▶ [TASK]: Rewrite the material below, swapping each "pixel coordinates" for "image coordinates" and leaving everything else unchanged.

▶ [GIVEN RECORDS]:
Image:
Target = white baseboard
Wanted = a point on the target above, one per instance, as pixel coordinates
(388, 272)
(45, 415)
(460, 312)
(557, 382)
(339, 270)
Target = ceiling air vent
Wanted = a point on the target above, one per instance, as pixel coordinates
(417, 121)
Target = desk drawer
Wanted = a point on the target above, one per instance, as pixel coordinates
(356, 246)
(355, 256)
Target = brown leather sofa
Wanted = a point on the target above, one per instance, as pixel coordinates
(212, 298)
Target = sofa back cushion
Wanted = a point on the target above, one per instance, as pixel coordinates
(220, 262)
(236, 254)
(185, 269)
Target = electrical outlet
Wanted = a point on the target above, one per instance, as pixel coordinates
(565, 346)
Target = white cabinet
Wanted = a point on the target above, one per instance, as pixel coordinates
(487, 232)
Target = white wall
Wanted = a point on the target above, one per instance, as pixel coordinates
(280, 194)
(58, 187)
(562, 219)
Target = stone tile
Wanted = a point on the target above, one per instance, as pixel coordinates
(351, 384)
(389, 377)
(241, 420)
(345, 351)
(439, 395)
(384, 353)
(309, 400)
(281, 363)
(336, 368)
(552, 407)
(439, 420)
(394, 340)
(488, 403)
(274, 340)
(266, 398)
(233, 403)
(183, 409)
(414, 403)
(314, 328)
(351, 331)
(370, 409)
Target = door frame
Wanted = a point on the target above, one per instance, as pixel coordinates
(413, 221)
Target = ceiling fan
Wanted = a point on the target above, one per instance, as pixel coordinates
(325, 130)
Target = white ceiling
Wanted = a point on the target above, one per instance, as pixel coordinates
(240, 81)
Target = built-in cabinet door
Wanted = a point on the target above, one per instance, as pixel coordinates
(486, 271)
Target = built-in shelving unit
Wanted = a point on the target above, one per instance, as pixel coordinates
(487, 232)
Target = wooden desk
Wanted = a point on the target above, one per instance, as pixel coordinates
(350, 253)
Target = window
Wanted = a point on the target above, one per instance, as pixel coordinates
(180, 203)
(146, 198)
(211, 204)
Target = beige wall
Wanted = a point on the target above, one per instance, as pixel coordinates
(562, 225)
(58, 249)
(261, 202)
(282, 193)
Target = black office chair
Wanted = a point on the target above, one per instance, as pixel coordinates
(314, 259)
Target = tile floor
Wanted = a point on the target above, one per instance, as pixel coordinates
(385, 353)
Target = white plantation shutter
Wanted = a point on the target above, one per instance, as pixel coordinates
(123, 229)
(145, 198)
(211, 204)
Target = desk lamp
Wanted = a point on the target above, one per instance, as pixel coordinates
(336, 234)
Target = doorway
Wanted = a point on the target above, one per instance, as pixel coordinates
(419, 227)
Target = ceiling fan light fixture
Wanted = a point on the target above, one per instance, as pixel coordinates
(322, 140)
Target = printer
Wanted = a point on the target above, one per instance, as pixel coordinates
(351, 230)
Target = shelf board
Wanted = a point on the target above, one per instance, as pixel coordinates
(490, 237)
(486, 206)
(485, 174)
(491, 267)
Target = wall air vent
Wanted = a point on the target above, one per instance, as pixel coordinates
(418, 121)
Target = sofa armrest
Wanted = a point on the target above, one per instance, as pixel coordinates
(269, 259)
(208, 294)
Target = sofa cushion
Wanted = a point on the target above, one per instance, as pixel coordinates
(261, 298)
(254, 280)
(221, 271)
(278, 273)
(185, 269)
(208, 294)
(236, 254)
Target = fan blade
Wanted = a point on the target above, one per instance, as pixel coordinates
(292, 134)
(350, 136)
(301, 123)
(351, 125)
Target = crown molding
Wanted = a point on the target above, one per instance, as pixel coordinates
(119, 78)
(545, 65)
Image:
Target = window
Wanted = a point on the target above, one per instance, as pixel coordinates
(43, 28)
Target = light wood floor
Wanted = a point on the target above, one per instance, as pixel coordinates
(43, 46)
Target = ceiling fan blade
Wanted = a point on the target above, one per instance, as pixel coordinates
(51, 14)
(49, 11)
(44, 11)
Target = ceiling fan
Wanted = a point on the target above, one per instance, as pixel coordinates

▶ [TASK RESULT]:
Image:
Target = white baseboard
Wanted = a point on the target above, one per instance, as image coordinates
(388, 272)
(45, 415)
(460, 312)
(557, 382)
(339, 270)
Target = ceiling air vent
Wanted = a point on the target above, one per instance, as image coordinates
(417, 121)
Target = desk drawer
Wanted = a point on the target above, one per instance, as image coordinates
(356, 246)
(355, 256)
Target = brown leather sofa
Wanted = a point on the target above, one per instance, as image coordinates
(212, 298)
Target = sofa back cushion
Wanted = a point on the target above, one per instance, as image coordinates
(220, 262)
(236, 254)
(185, 269)
Target = electrical outlet
Wanted = a point on the target above, one per instance, as image coordinates
(565, 346)
Target = white cabinet
Wanted = a point on the target above, one per instance, as image coordinates
(487, 232)
Target = white wall
Wanted = a point on the target above, one per instance, as image coordinates
(280, 194)
(58, 187)
(562, 219)
Target = stone tile
Wanted = a point on the target above, one per instance, as image coordinates
(351, 384)
(389, 377)
(241, 420)
(345, 351)
(439, 395)
(384, 353)
(309, 400)
(281, 363)
(336, 368)
(552, 407)
(439, 420)
(394, 340)
(488, 403)
(274, 340)
(266, 398)
(233, 403)
(183, 409)
(414, 403)
(314, 328)
(351, 331)
(370, 409)
Target = door frame
Wanted = a point on the target above, one per instance, as image coordinates
(413, 221)
Target = ceiling fan
Wanted = a point on the target above, one per instance, as image coordinates
(325, 130)
Target = white ceiling
Wanted = a point on the target above, one per instance, as image coordinates
(240, 81)
Target = built-in cabinet door
Wanted = a point on the target above, one per instance, as image coordinates
(486, 271)
Target = built-in shelving unit
Wanted = a point on the target above, one per instance, as image coordinates
(487, 232)
Target = wooden desk
Wanted = a point on the target above, one per instance, as image coordinates
(350, 253)
Target = window
Wanted = a point on the target above, one per instance, as image coordinates
(180, 203)
(146, 198)
(211, 204)
Target = beige wall
Wanted = a point on the target above, one per instance, as image coordinates
(562, 225)
(58, 249)
(261, 202)
(282, 193)
Target = black office chair
Wanted = a point on the target above, one per instance, as image coordinates
(314, 259)
Target = tile floor
Wanted = a point on the target above, one per instance, as image coordinates
(385, 353)
Target = white plantation shutter
Wanted = a point on the target above, one per instance, as image coordinates
(123, 229)
(145, 198)
(211, 204)
Target = desk lamp
Wanted = a point on the target above, one per instance, as image coordinates
(336, 234)
Target = doorway
Wanted = a point on the target above, one per instance, as image coordinates
(419, 227)
Target = ceiling fan light fixture
Wanted = a point on the target above, one per instance, as image coordinates
(322, 140)
Target = printer
Wanted = a point on the target above, one per instance, as image coordinates
(351, 230)
Target = shelf board
Wanted = a point on the target above, one per instance, as image coordinates
(490, 237)
(486, 206)
(485, 174)
(491, 267)
Target = wall air vent
Wanted = a point on the target above, one per instance, as image coordinates
(418, 121)
Target = sofa armrest
Wanted = a point on the target above, one per instance, as image coordinates
(269, 259)
(208, 294)
Target = sofa cushion
Wanted = a point on the target above, one per instance, as image coordinates
(261, 298)
(254, 280)
(221, 271)
(278, 273)
(185, 269)
(208, 294)
(236, 254)
Target = fan blade
Wanted = a point on the target above, one per instance, as image coordinates
(292, 134)
(350, 136)
(301, 123)
(351, 125)
Target = crown molding
Wanted = a point on the target above, one per instance, as image coordinates
(119, 78)
(545, 65)
Image:
Target = window
Wanted = a point on the target above, one per instance, as image coordinates
(43, 28)
Target = light wood floor
Wanted = a point on the target above, one per instance, as image coordinates
(43, 46)
Target = ceiling fan blade
Wanted = a point on the target above, one per instance, as image coordinates
(51, 14)
(49, 11)
(44, 11)
Target = ceiling fan
Wanted = a point on the target above, one per instance, as image coordinates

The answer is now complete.